• _SUPPLIED MATERIAL_:
---+---

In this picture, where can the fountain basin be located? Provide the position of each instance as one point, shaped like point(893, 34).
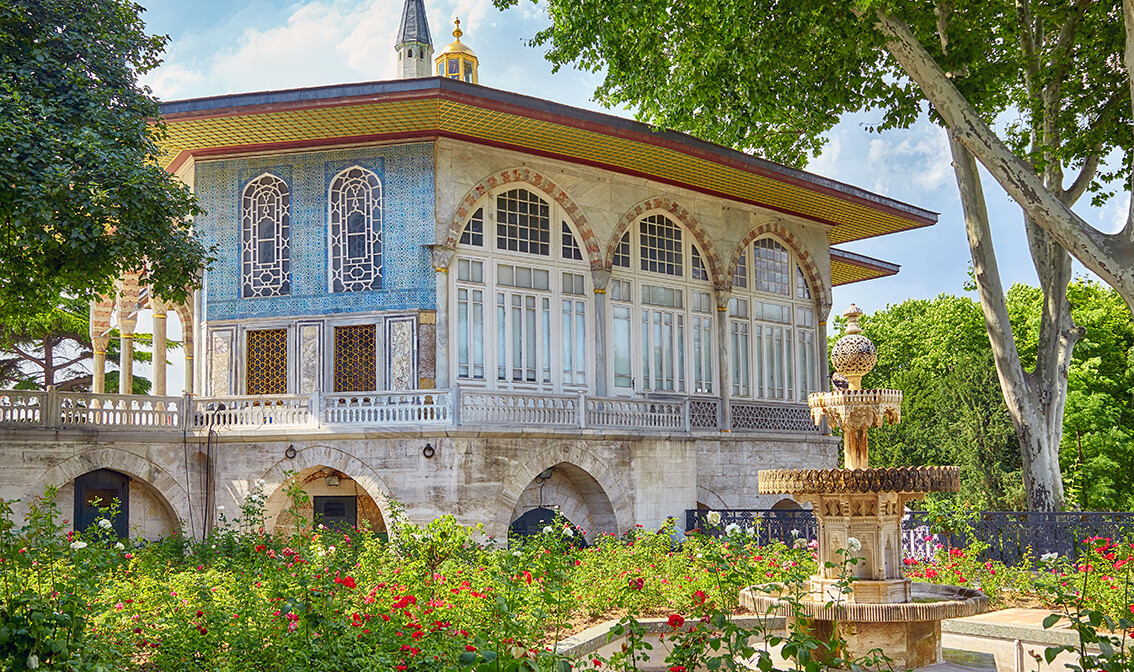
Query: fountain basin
point(908, 634)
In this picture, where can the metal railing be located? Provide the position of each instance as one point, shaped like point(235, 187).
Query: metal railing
point(453, 407)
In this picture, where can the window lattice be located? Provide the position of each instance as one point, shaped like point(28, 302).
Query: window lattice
point(267, 362)
point(523, 222)
point(265, 223)
point(354, 358)
point(697, 266)
point(356, 230)
point(474, 230)
point(771, 261)
point(570, 247)
point(660, 246)
point(623, 252)
point(742, 271)
point(802, 289)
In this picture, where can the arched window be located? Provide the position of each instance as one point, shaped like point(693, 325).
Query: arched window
point(771, 322)
point(661, 312)
point(521, 302)
point(355, 230)
point(265, 224)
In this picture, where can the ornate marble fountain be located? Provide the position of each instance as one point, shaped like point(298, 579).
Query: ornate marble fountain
point(882, 610)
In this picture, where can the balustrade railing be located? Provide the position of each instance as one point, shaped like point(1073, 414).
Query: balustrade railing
point(453, 407)
point(22, 408)
point(85, 409)
point(416, 407)
point(519, 408)
point(252, 411)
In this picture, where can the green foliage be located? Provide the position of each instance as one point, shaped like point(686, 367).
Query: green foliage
point(82, 196)
point(953, 413)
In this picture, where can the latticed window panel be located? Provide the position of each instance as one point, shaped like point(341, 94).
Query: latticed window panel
point(623, 252)
point(267, 373)
point(772, 418)
point(697, 266)
point(474, 230)
point(570, 247)
point(356, 230)
point(265, 223)
point(355, 358)
point(523, 222)
point(771, 262)
point(660, 241)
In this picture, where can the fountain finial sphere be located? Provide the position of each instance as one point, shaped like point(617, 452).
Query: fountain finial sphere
point(854, 355)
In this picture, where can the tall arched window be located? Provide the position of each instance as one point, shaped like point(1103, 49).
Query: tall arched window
point(661, 312)
point(265, 223)
point(521, 296)
point(355, 230)
point(771, 322)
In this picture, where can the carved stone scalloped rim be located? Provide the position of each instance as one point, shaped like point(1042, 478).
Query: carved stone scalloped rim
point(856, 408)
point(951, 602)
point(900, 479)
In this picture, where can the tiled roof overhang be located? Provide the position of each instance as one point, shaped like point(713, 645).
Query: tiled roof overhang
point(434, 108)
point(847, 268)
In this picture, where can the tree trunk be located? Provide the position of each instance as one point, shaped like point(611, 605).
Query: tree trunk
point(1111, 256)
point(1034, 400)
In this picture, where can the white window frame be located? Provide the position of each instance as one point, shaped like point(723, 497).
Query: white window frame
point(685, 382)
point(796, 333)
point(549, 355)
point(339, 252)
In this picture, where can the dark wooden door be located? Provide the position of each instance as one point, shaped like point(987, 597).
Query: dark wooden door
point(99, 488)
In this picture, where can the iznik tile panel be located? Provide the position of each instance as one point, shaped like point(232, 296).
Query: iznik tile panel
point(407, 177)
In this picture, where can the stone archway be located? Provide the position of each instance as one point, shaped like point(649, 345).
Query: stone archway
point(683, 215)
point(821, 290)
point(159, 502)
point(589, 486)
point(543, 184)
point(360, 479)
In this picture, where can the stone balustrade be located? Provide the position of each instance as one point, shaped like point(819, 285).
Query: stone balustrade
point(456, 407)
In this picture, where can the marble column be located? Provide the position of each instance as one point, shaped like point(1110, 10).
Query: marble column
point(601, 279)
point(722, 297)
point(441, 257)
point(128, 299)
point(159, 345)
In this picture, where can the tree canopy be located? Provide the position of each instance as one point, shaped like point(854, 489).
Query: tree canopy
point(937, 352)
point(772, 77)
point(82, 196)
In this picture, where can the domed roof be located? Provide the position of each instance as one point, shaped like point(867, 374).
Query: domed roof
point(457, 45)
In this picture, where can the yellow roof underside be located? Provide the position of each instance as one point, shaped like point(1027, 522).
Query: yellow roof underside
point(845, 273)
point(855, 220)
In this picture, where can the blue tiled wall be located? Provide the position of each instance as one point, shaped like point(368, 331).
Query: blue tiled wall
point(407, 223)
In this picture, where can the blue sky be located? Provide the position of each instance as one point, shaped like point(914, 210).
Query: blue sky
point(221, 47)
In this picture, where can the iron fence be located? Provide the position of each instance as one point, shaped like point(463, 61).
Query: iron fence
point(1012, 536)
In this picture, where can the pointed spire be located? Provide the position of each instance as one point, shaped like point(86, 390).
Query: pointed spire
point(414, 24)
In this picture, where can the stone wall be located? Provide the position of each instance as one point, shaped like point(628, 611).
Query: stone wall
point(607, 483)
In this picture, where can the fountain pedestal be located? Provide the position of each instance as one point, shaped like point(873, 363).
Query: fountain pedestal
point(860, 510)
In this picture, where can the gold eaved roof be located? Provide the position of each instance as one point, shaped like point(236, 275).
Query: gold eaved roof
point(847, 268)
point(432, 108)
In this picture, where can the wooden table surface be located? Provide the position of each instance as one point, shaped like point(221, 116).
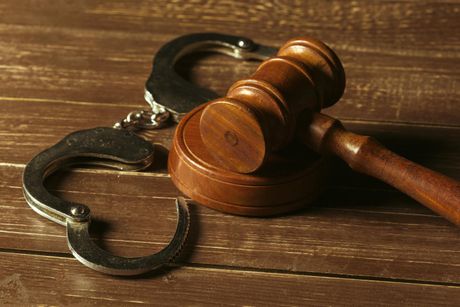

---+---

• _INSTRUCTIONS FOR THE TASK_:
Swap "stone" for "brick" in the lines running from the line containing "In this picture, where can the iznik" through the line containing "point(855, 220)", both included. Return only those lines, with everything else left as it is.

• _ANSWER TO THE PROBLEM_:
In this picture, where can the iznik tile panel be located? Provide the position of each instance as one point, shaped like point(232, 296).
Query: iznik tile panel
point(407, 177)
In this picture, where can the brick archway be located? Provide the position of each instance as one point, shaped like point(649, 345).
Query: brick archway
point(683, 215)
point(821, 290)
point(159, 502)
point(589, 486)
point(543, 184)
point(360, 479)
In this picture, where can the brick balustrade be located? Provide the position of each instance as one point, shaped like point(819, 285).
Query: brick balustrade
point(456, 407)
In this picture, where can the marble column be located? Provide the position of each instance as one point, shaped like point(1110, 10).
Query: marble column
point(601, 279)
point(722, 297)
point(441, 257)
point(128, 299)
point(159, 345)
In this picture, where can the tree canopy be located? Provide the position of each instance as one point, shaped like point(854, 489).
Query: tree canopy
point(937, 352)
point(772, 77)
point(82, 196)
In this picture, where can the domed roof be located? Provide the position of each instance as one point, shaped like point(867, 374).
Query: domed roof
point(457, 45)
In this picture, where can the yellow roof underside be located? Provide the position of each instance as one point, shaped like point(1027, 522).
Query: yellow roof underside
point(845, 273)
point(855, 220)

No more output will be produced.